● **Page text**
Restructure rsyncs of dumps to the labstore boxes
Open, MediumPublic
Actions

Assigned To

None

Authored By

	ArielGlenn
	Jun 9 2020, 9:39 AM

Description

Currently the box where dumps are generated (dumpsdata1001) rsyncs with a tight bandwidth cap to three other servers in serial, one of these being our public-facing webserver and one being our fallback server. There are two issues with this: the web server sometimes remains very out of date, as today when it does not show any completed stub files for the wikidata run, even though those were completed on June 2, and the fallback host also may be out of data by up to two days.

We should rsync to the fallback host with a bandwidth cap, so that dumps generation is not impacted, and on that host rsync to the labstore boxes with a much higher or no cap if they can handle it. The fallback host should probably get a 10GB NIC too, although then disk iops on its end will be the limiting factor.

Or, we should look for some other way of moving files around that ensures more timely updates to the fallback host and the labstore boxes.

Things we can look into:

moving to nfsv4; how would this improve performance? are any cache race issues present in the current codebase?
designing a different mechanism to transfer over index.html and status files preserved from a 'snapshot' of the dir, over after all content files have finished,
rsync from primary nfs server to a second server only which handles all other rsyncs, potentially with higher/no bandwidth caps to the other servers
deploying two primary nfs servers which each store about half of the content, allowing more clients to write to each one without throttling cpu/iops/bandwidth on the primaries when more clients are needed to complete dumps of more content in the same period of time
??

● **Written task 1**
Using the dumps rsync text, decide whether each statement agrees with it, answering yes or no and quoting the words that settle it. (a) The box that generates dumps rsyncs to three other servers in serial. (b) The fallback host may be out of date by up to a week. (c) The fallback host should probably get a 10GB NIC.
The text and the records have no connection to each other.

Rows from a box labeling dataset
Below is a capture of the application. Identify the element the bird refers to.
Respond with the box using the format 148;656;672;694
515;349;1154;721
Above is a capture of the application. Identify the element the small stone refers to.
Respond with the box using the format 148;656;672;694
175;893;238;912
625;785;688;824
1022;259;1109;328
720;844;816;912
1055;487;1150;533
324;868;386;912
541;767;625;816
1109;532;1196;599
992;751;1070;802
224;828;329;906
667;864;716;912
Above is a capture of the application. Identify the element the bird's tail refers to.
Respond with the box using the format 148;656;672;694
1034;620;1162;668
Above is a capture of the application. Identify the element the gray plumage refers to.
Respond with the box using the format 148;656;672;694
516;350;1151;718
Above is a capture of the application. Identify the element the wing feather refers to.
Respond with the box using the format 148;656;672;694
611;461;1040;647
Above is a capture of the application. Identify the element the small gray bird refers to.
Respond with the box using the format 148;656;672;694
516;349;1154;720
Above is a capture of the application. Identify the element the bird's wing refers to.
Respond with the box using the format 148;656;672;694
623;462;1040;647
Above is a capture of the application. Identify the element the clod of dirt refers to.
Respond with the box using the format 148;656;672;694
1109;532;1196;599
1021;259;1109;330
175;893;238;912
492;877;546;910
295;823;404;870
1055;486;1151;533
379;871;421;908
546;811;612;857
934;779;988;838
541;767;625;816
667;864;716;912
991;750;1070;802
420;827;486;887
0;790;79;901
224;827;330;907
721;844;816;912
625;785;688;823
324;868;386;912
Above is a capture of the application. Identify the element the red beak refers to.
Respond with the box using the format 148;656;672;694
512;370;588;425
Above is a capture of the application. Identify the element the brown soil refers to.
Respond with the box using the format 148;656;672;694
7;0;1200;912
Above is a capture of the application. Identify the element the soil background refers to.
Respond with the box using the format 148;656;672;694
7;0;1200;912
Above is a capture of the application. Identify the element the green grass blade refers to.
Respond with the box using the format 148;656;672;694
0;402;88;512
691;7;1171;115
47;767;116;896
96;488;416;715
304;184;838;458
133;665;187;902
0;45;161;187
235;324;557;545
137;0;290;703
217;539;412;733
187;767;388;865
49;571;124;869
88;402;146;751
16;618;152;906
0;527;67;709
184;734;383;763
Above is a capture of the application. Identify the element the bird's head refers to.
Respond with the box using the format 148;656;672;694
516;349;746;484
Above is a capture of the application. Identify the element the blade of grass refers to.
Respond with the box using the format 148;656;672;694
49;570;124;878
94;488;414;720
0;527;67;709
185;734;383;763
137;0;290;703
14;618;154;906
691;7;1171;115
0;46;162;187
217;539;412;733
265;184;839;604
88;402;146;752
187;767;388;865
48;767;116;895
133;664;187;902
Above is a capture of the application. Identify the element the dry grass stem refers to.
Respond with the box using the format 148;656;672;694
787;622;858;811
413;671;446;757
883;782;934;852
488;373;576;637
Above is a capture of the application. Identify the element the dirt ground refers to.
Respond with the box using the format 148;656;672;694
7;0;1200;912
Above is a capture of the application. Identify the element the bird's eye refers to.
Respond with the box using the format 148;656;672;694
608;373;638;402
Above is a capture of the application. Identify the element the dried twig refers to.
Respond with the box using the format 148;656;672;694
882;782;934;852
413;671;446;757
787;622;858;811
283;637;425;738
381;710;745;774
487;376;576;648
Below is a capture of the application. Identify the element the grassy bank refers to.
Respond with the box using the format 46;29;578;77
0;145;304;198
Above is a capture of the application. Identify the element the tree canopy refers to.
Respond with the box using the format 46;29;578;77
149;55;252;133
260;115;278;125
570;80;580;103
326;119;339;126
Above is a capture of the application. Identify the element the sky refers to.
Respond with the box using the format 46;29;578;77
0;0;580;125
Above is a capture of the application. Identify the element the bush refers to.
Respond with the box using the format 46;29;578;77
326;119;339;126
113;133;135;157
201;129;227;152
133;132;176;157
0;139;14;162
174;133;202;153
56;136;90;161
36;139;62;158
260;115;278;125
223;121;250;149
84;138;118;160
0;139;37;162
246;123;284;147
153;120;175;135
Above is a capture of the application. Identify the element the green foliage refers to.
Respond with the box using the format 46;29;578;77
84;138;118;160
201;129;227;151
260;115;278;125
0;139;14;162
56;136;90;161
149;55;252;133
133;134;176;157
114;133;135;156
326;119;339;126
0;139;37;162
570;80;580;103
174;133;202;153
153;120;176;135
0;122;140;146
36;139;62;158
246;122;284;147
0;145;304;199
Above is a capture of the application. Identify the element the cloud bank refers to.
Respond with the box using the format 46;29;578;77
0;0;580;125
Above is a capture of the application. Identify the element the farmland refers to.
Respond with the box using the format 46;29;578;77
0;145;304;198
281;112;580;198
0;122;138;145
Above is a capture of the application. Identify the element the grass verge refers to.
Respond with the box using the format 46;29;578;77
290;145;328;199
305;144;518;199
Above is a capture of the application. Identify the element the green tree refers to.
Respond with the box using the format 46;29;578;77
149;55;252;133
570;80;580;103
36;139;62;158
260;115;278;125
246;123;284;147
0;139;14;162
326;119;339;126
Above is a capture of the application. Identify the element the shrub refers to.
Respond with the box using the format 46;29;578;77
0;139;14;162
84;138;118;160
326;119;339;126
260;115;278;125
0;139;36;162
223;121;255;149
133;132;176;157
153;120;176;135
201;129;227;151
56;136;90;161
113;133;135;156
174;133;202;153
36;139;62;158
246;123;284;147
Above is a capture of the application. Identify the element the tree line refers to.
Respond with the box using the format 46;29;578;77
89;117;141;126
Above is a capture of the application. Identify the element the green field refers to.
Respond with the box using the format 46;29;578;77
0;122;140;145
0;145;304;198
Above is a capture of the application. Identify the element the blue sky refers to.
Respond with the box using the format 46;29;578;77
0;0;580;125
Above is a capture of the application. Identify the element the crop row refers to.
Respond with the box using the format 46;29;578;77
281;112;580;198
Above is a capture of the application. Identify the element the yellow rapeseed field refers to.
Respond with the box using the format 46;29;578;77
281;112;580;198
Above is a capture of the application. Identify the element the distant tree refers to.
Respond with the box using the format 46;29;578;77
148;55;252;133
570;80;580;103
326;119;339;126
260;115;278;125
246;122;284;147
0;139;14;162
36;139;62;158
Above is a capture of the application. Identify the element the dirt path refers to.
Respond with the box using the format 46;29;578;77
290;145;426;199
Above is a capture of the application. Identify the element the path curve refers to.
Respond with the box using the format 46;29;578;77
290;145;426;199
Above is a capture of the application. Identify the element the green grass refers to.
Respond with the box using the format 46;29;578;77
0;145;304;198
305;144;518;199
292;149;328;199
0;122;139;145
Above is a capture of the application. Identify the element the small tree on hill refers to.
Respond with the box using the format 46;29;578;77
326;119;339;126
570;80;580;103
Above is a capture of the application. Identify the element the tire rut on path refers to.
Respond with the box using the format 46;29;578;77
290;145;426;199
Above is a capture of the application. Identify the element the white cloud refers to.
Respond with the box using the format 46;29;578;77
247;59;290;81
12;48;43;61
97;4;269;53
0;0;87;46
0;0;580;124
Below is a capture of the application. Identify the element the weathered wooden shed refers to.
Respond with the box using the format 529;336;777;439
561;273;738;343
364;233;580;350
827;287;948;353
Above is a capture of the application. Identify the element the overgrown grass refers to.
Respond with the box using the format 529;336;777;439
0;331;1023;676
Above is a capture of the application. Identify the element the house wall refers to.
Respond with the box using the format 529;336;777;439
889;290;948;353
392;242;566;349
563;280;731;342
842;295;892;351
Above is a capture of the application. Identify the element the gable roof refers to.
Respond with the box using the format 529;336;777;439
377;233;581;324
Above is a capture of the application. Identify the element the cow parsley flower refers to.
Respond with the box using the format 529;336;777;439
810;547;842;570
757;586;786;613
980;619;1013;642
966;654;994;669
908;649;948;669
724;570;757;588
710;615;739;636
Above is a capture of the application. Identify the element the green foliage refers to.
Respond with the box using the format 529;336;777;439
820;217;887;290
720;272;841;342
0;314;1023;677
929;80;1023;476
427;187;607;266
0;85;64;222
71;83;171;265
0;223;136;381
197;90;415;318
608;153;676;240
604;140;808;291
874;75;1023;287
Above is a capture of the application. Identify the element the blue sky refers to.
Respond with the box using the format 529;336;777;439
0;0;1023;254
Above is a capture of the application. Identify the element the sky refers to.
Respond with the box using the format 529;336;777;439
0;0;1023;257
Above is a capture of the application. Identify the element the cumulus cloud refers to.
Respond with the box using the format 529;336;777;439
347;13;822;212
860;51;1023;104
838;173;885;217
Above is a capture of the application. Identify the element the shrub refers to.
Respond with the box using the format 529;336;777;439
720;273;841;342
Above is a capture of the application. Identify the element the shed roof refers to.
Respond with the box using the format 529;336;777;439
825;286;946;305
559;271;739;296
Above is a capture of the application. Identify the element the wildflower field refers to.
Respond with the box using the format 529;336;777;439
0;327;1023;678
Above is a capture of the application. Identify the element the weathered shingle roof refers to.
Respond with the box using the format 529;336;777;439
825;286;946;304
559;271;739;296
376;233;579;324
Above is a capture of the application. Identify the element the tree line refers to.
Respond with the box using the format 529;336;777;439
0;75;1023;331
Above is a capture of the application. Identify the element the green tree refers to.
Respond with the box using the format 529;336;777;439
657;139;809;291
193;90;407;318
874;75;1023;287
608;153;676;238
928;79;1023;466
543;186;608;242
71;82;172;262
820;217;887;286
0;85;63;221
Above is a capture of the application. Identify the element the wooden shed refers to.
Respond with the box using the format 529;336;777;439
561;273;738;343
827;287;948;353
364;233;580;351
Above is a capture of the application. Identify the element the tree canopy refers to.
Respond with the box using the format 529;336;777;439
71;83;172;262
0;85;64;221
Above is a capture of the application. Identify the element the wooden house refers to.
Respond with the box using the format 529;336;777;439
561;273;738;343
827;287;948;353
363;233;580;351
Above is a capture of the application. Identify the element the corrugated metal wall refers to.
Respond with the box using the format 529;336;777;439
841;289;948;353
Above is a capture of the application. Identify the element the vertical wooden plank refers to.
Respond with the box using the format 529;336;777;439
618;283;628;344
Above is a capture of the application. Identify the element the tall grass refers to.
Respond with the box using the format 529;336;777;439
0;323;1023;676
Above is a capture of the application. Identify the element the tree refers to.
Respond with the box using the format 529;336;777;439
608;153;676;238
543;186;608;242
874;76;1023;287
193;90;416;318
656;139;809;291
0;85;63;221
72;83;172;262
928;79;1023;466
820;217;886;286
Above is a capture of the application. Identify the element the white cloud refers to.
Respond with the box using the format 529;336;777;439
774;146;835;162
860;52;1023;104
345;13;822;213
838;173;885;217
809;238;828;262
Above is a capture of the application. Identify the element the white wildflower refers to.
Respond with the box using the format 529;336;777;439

● **Written task 2**
Retype the records from their first line up to and including the line with "512;370;588;425".

● **Correct response 1**
(a) Yes: "rsyncs with a tight bandwidth cap to three other servers in serial"
(b) No: "by up to two days"
(c) Yes: "The fallback host should probably get a 10GB NIC too"

● **Correct response 2**
Below is a capture of the application. Identify the element the bird refers to.
Respond with the box using the format 148;656;672;694
515;349;1154;721
Above is a capture of the application. Identify the element the small stone refers to.
Respond with the box using the format 148;656;672;694
175;893;238;912
625;785;688;824
1022;259;1109;328
720;844;816;912
1055;487;1150;533
324;868;386;912
541;767;625;816
1109;532;1196;599
992;751;1070;802
224;828;329;906
667;864;716;912
Above is a capture of the application. Identify the element the bird's tail refers to.
Respond with the box using the format 148;656;672;694
1034;620;1162;668
Above is a capture of the application. Identify the element the gray plumage refers to.
Respond with the box using the format 148;656;672;694
516;350;1151;718
Above is a capture of the application. Identify the element the wing feather refers to.
Respond with the box using the format 148;656;672;694
611;461;1040;647
Above is a capture of the application. Identify the element the small gray bird refers to.
Respond with the box using the format 148;656;672;694
516;349;1154;720
Above is a capture of the application. Identify the element the bird's wing refers to.
Respond with the box using the format 148;656;672;694
623;462;1040;647
Above is a capture of the application. Identify the element the clod of dirt refers to.
Respond with the box using the format 148;656;672;694
1109;532;1196;599
1021;259;1109;330
175;893;238;912
492;877;546;910
295;823;404;870
1055;486;1151;533
379;871;421;908
546;811;612;857
934;779;988;838
541;767;625;816
667;864;716;912
991;750;1070;802
420;827;486;887
0;790;79;901
224;827;330;907
721;844;816;912
625;785;688;823
324;868;386;912
Above is a capture of the application. Identify the element the red beak refers to.
Respond with the box using the format 148;656;672;694
512;370;588;425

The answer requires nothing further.